■ **JOBS**
1) Answer these questions using the kernel mailing-list thread.
(a) For which exception levels has MTE been enabled?
(b) On what date did Peter Collingbourne post his reply?
(c) Which tree does Andrey ask Kuan-Ying to sync with the Android common kernel if the patch is missing?
2) Continue the kernel mailing-list thread from its final line.

■ **TEXT PROVIDED**
Yes, we have enabled MTE for both EL1 and EL0.

> 
> Thanks!
Peter Collingbourne Feb. 10, 2023, 6:19 a.m. UTC | #8
On Wed, Feb 08, 2023 at 05:41:45AM +0000, Qun-wei Lin (林群崴) wrote:
> On Fri, 2023-02-03 at 18:51 +0100, Andrey Konovalov wrote:
> > On Fri, Feb 3, 2023 at 4:41 AM Kuan-Ying Lee (李冠穎)
> > <Kuan-Ying.Lee@mediatek.com> wrote:
> > > 
> > > > Hi Kuan-Ying,
> > > > 
> > > > There recently was a similar crash due to incorrectly implemented
> > > > sampling.
> > > > 
> > > > Do you have the following patch in your tree?
> > > > 
> > > > 
> > > 
> > > 
> https://urldefense.com/v3/__https://android.googlesource.com/kernel/common/*/9f7f5a25f335e6e1484695da9180281a728db7e2__;Kw!!CTRNKA9wMg0ARbw!hUjRlXirPMSusdIWe0RIPt0PNqIHYDCJyd7GSd4o-TgLMP0CKRUkjElH-jcvtaz42-sgE2U58964rCCbuNTJE5Jx$
> > > > 
> > > > 
> > > > If not, please sync your 6.1 tree with the Android common kernel.
> > > > Hopefully this will fix the issue.
> > > > 
> > > > Thanks!
> > > 
> > > Hi Andrey,
> > > 
> > > Thanks for your advice.
> > > 
> > > I saw this patch is to fix ("kasan: allow sampling page_alloc
> > > allocations for HW_TAGS").
> > > 
> > > But our 6.1 tree doesn't have following two commits now.

Position identification records
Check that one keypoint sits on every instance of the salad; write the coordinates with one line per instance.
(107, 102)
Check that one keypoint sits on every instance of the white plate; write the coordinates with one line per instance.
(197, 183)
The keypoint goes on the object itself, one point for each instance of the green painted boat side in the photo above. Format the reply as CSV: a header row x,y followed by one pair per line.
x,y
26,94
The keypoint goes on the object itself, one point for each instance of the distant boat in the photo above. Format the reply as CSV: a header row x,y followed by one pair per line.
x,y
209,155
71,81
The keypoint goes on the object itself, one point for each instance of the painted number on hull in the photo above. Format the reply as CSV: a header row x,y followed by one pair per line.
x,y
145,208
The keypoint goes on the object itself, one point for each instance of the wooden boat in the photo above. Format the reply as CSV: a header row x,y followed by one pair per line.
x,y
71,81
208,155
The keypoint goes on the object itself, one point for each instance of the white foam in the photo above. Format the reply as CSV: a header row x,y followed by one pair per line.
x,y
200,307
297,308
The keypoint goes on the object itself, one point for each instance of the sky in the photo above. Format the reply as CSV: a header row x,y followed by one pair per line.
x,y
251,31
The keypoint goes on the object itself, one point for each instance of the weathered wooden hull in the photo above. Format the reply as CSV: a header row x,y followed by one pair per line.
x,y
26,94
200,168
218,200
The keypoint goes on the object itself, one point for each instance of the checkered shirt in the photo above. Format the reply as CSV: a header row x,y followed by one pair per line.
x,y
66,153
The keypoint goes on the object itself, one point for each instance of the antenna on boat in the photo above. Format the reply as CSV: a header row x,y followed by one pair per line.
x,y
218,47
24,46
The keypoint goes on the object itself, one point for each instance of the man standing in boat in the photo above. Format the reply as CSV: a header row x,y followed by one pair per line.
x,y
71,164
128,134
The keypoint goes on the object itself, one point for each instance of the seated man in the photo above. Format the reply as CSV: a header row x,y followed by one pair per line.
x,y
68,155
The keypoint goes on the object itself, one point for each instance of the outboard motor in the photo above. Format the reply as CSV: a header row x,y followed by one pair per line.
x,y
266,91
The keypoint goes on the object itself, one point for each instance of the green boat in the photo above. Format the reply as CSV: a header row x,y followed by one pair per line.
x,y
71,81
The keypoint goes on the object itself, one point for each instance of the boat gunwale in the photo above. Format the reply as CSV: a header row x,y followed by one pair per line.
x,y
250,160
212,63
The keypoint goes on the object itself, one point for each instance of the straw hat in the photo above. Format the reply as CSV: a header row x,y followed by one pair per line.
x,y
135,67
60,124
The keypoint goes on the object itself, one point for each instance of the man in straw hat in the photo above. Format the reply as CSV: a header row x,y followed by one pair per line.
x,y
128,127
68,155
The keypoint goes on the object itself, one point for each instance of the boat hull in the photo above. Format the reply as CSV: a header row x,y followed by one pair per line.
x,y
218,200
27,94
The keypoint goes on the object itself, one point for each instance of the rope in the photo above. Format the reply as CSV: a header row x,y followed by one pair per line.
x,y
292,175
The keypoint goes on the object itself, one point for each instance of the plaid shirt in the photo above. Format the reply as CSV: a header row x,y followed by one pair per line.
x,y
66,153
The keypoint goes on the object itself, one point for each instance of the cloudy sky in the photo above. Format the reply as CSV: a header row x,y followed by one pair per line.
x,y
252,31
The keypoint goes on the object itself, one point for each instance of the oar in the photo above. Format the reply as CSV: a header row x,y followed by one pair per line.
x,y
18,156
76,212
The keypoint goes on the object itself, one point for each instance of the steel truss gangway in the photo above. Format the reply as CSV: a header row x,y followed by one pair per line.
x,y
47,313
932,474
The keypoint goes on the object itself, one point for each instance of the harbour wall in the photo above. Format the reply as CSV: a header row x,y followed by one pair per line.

■ **OUTPUTS FOR THE TASKS**
1)
(a) EL1 and EL0.
(b) Feb. 10, 2023.
(c) The 6.1 tree.

2)
> > > ("FROMGIT: kasan: allow sampling page_alloc allocations for
> > > HW_TAGS")
> > > (FROMLIST: kasan: reset page tags properly with sampling)
> > 
> > Hi Kuan-Ying,
> > 
> 
> Hi Andrey,
> I'll stand in for Kuan-Ying as he's out of office.
> Thanks for your help!
> 
> > Just to clarify: these two patches were applied twice: once here on
> > Jan 13:
> > 
> > 
> https://urldefense.com/v3/__https://android.googlesource.com/kernel/common/*/a2a9e34d164e90fc08d35fd097a164b9101d72ef__;Kw!!CTRNKA9wMg0ARbw!kE1XiSmunRcQb9rTpKGkFc1EFJA57qr1cj7v9EZAjUBzXcSzMl-ofCI2mdtEQsxn3J4n7Lkgxb0_G745_3oO-3k$ 
> >  
> > 
> https://urldefense.com/v3/__https://android.googlesource.com/kernel/common/*/435e2a6a6c8ba8d0eb55f9aaade53e7a3957322b__;Kw!!CTRNKA9wMg0ARbw!kE1XiSmunRcQb9rTpKGkFc1EFJA57qr1cj7v9EZAjUBzXcSzMl-ofCI2mdtEQsxn3J4n7Lkgxb0_G745sDEOYWY$ 
> >  
> > 
> 
> Our codebase does not contain these two patches.
> 
> > but then reverted here on Jan 20:
> > 
> > 
> https://urldefense.com/v3/__https://android.googlesource.com/kernel/common/*/5503dbe454478fe54b9cac3fc52d4477f52efdc9__;Kw!!CTRNKA9wMg0ARbw!kE1XiSmunRcQb9rTpKGkFc1EFJA57qr1cj7v9EZAjUBzXcSzMl-ofCI2mdtEQsxn3J4n7Lkgxb0_G745Bl77dFY$ 
> >  
> > 
> https://urldefense.com/v3/__https://android.googlesource.com/kernel/common/*/4573a3cf7e18735a477845426238d46d96426bb6__;Kw!!CTRNKA9wMg0ARbw!kE1XiSmunRcQb9rTpKGkFc1EFJA57qr1cj7v9EZAjUBzXcSzMl-ofCI2mdtEQsxn3J4n7Lkgxb0_G745K-J8O-w$ 
> >  
> > 
> > And then once again via the link I sent before together with a fix on
> > Jan 25.
> > 
> > It might be that you still have to former two patches in your tree if
> > you synced it before the revert.
> > 
> > However, if this is not the case:
> > 
> > Which 6.1 commit is your tree based on?
> 
> 
> https://android.googlesource.com/kernel/common/+/53b3a7721b7aec74d8fa2ee55c2480044cc7c1b8
> (53b3a77 Merge 6.1.1 into android14-6.1) is the latest commit in our
> tree.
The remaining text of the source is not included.